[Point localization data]
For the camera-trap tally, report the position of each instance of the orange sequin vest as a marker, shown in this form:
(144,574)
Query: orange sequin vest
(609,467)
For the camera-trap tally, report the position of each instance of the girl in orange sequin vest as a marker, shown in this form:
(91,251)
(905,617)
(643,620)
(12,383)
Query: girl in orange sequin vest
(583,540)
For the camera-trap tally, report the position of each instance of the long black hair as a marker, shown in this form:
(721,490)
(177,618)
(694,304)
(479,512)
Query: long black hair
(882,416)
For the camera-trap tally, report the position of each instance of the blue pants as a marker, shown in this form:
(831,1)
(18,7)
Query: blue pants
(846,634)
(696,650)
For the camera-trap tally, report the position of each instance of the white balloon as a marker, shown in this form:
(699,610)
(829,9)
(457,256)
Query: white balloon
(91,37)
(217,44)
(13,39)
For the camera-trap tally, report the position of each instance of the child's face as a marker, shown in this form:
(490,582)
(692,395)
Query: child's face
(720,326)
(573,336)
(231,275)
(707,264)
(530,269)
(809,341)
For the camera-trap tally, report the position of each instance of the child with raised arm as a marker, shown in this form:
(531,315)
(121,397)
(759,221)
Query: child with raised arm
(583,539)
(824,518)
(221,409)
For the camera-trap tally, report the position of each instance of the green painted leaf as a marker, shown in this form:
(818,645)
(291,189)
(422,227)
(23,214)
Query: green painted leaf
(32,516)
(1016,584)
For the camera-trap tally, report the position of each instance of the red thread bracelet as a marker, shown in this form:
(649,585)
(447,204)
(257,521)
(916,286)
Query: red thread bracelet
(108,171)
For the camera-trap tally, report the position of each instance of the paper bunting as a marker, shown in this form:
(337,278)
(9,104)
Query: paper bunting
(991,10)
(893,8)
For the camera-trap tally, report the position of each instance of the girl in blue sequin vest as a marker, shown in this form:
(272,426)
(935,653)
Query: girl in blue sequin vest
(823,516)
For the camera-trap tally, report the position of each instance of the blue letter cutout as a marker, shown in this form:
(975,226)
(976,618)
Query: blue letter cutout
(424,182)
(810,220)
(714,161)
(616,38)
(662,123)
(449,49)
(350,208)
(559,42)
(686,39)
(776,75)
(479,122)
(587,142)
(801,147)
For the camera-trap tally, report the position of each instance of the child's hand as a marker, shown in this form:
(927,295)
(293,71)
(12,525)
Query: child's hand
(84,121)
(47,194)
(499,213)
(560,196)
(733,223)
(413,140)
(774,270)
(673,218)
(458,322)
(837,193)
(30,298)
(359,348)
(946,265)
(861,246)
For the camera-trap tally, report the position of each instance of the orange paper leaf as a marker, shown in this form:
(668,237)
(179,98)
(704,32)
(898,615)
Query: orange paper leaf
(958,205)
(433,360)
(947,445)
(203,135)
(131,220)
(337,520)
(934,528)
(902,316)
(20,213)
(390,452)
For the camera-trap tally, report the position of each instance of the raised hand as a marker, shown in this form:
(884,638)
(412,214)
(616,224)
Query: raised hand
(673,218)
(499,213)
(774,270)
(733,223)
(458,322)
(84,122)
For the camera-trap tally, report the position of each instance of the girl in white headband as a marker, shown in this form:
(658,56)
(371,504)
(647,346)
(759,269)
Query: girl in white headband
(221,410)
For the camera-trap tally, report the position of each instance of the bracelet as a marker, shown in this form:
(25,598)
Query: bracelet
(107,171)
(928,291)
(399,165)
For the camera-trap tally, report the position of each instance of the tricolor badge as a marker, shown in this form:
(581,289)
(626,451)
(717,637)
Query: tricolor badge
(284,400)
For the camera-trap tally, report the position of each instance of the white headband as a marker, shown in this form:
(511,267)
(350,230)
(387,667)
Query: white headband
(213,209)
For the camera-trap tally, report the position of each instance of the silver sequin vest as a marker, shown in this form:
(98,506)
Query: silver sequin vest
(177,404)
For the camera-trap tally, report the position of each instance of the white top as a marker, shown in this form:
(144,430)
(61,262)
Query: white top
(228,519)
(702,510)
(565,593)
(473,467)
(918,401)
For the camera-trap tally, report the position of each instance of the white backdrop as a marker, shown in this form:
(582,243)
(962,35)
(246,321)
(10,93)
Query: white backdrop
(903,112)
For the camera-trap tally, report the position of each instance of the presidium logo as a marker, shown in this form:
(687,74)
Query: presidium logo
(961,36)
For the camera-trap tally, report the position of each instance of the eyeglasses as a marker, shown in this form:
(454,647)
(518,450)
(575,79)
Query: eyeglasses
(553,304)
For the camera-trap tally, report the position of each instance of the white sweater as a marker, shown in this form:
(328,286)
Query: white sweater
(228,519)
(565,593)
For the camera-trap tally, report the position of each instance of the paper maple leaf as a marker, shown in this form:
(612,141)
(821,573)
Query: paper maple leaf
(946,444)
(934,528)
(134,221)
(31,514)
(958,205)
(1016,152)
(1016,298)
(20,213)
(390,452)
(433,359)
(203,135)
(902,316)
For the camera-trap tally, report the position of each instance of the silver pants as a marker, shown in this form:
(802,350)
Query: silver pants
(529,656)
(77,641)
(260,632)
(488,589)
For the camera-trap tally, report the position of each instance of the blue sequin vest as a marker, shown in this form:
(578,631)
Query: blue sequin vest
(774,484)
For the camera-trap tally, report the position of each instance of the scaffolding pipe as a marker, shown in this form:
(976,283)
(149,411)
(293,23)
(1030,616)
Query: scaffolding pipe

### WORK TO COMPLETE
Every line in the data above that contains "pipe" needs to be copied.

### TASK ANSWER
For the camera-trap tally, report the position of each instance of the scaffolding pipe as a marker, shown in this form:
Query: scaffolding pipe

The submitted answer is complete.